• _Exercise instructions_: Without altering a word, return the records below, but exclude the pictures.

==*==

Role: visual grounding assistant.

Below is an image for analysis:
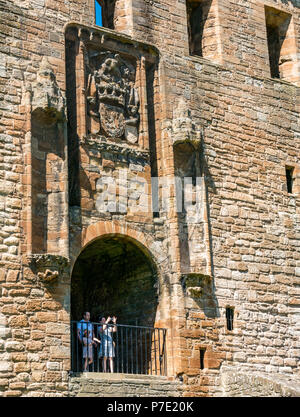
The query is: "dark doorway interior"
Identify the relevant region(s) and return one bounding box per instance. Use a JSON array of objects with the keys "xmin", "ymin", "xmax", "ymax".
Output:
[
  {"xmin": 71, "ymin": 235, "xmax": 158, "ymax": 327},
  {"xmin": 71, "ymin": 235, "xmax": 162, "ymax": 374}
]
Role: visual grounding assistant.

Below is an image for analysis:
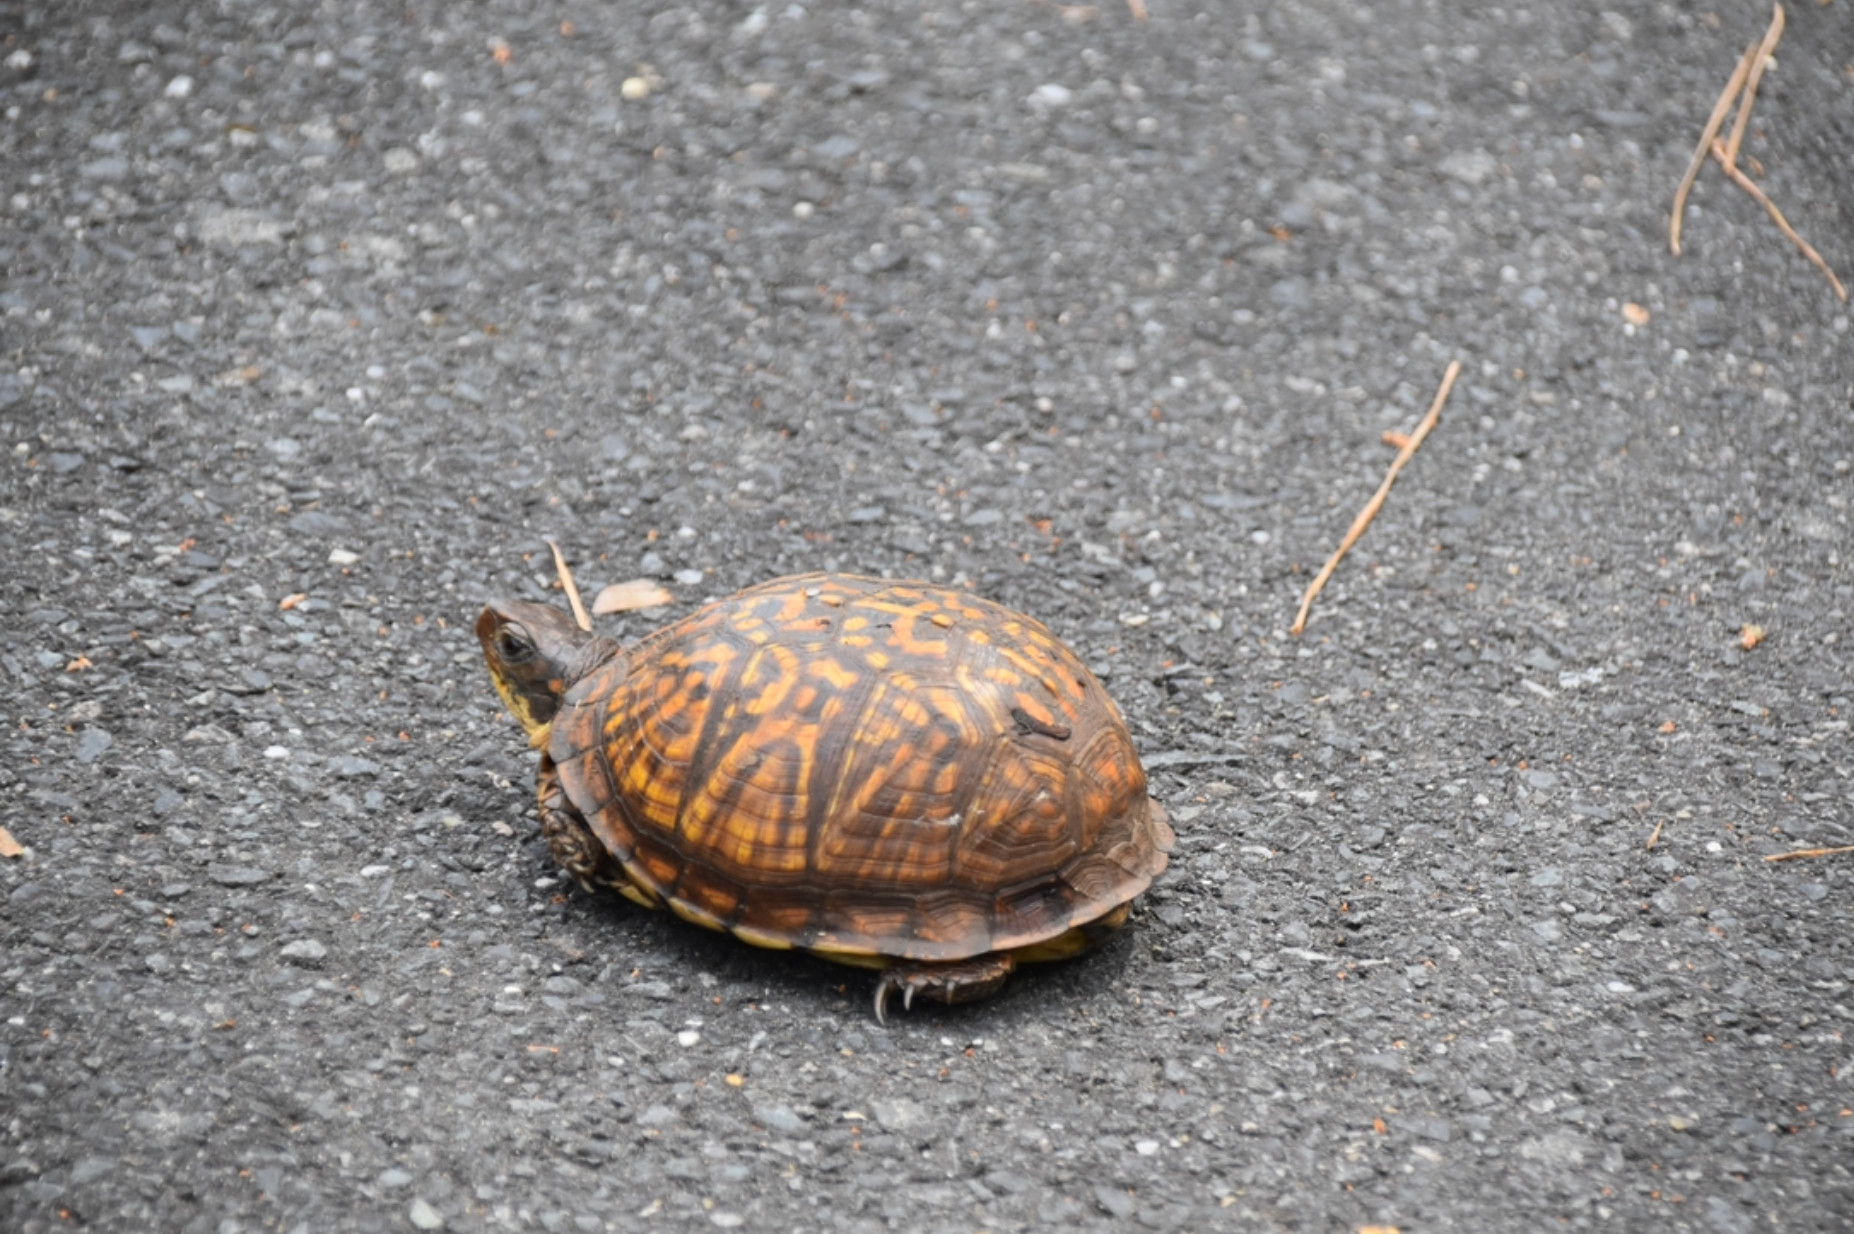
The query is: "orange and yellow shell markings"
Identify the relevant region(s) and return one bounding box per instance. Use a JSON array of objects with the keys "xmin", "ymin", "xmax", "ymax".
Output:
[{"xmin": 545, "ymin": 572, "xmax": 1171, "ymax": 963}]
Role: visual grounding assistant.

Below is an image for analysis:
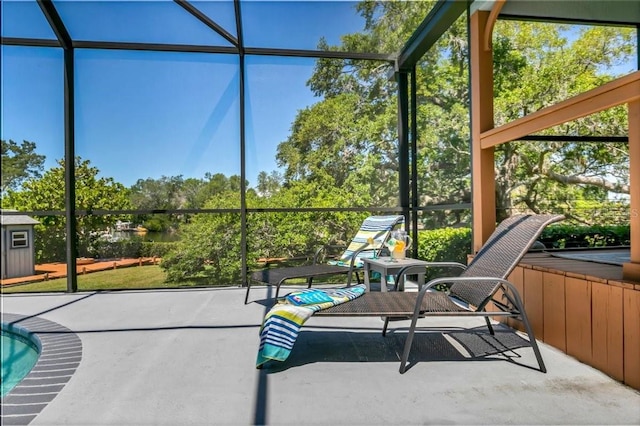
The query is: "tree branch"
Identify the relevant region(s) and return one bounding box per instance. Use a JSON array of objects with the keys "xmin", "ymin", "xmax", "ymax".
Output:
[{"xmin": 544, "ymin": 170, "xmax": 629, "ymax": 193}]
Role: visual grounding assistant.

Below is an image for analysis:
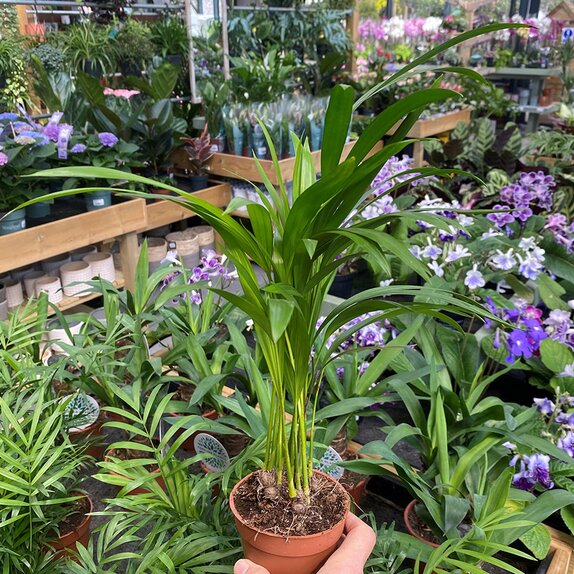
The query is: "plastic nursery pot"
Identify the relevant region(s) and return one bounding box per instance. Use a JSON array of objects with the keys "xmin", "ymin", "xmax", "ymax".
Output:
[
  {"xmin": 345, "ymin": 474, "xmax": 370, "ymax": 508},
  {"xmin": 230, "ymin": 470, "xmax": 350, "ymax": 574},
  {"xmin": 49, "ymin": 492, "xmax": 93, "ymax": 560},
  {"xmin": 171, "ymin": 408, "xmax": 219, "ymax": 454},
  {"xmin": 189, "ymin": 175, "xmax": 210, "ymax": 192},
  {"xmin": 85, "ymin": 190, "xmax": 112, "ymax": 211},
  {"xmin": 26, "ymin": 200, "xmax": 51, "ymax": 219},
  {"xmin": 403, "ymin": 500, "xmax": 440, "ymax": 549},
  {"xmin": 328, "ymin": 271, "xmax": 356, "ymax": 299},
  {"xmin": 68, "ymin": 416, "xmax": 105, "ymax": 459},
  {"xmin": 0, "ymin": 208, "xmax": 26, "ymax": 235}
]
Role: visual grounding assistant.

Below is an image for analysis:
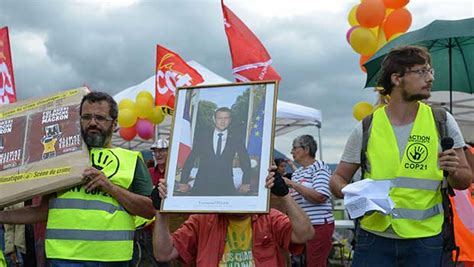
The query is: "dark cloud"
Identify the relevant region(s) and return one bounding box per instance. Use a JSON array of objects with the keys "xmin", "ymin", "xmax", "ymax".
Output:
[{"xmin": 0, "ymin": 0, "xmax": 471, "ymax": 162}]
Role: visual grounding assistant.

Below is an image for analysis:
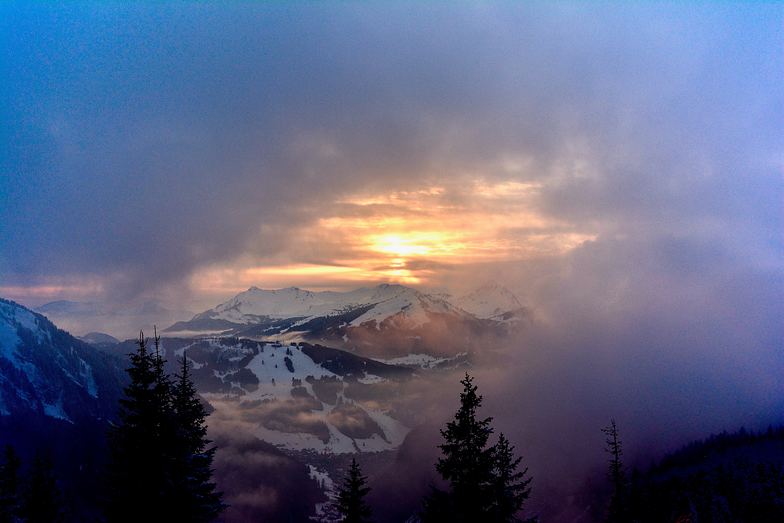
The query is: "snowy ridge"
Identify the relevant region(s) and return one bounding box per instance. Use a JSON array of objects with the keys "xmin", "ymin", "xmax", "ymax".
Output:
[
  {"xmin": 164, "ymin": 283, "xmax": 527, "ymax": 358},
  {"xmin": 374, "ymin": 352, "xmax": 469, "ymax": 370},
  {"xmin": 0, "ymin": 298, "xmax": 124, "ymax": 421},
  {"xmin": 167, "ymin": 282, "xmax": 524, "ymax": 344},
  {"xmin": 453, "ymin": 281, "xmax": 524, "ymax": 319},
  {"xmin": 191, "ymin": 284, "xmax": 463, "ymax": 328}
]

==*==

• _Response below_:
Role: visual grounding assistant.

Below is an image for analysis:
The query is: "dark doorway interior"
Identify the relevant region(s) and return one bounding box per instance. Use a JSON array of objects with the keys "xmin", "ymin", "xmax", "ymax".
Output:
[
  {"xmin": 71, "ymin": 235, "xmax": 158, "ymax": 327},
  {"xmin": 71, "ymin": 235, "xmax": 162, "ymax": 374}
]
Role: visual grounding assistant.

Below is an image for analysis:
The query is: "orange and yellow shell markings"
Identify the relevant region(s) and return one bounding box per instance. Use a JSON array of objects with the keys "xmin", "ymin", "xmax", "ymax".
Output:
[{"xmin": 545, "ymin": 572, "xmax": 1171, "ymax": 963}]
Role: visual grounding assistant.

Below is an image for analysis:
The query is: "tree branch"
Identify the relevant region(s) and return one bounding box per instance. Use a JSON array of objects with the keys "xmin", "ymin", "xmax", "ymax".
Output:
[{"xmin": 544, "ymin": 170, "xmax": 629, "ymax": 193}]
Role: visual grounding assistant.

Below is an image for analysis:
The query is: "plastic nursery pot"
Identify the relevant region(s) and return one bounding box per instance. Use a JSON array of objects with the keys "xmin", "ymin", "xmax", "ymax".
Output:
[
  {"xmin": 345, "ymin": 474, "xmax": 370, "ymax": 508},
  {"xmin": 230, "ymin": 470, "xmax": 350, "ymax": 574},
  {"xmin": 49, "ymin": 492, "xmax": 93, "ymax": 560},
  {"xmin": 171, "ymin": 408, "xmax": 219, "ymax": 454},
  {"xmin": 189, "ymin": 175, "xmax": 210, "ymax": 192},
  {"xmin": 85, "ymin": 190, "xmax": 112, "ymax": 211},
  {"xmin": 26, "ymin": 200, "xmax": 51, "ymax": 219},
  {"xmin": 403, "ymin": 500, "xmax": 440, "ymax": 549},
  {"xmin": 328, "ymin": 271, "xmax": 356, "ymax": 299},
  {"xmin": 68, "ymin": 416, "xmax": 105, "ymax": 459},
  {"xmin": 0, "ymin": 208, "xmax": 26, "ymax": 235}
]
Role: visual grounding assistant.

Below is an image for analysis:
The query is: "dark cloud"
Identify the relevant region(s) and return one bounding box per instance. Use a JSON array of objects with the keys "xmin", "ymin", "xmax", "ymax".
Output:
[{"xmin": 0, "ymin": 0, "xmax": 471, "ymax": 162}]
Role: visual grounding assistant.

Below is an image for analysis:
The query is: "snowy ridge"
Identify the relevant region(s) and return one bounding box per instance. Use a JSON array of objects with the keys "xmin", "ymin", "xmax", "ymax".
Output:
[
  {"xmin": 164, "ymin": 283, "xmax": 527, "ymax": 358},
  {"xmin": 374, "ymin": 352, "xmax": 469, "ymax": 370},
  {"xmin": 0, "ymin": 298, "xmax": 124, "ymax": 421},
  {"xmin": 167, "ymin": 282, "xmax": 524, "ymax": 344},
  {"xmin": 453, "ymin": 281, "xmax": 524, "ymax": 319},
  {"xmin": 191, "ymin": 284, "xmax": 463, "ymax": 328}
]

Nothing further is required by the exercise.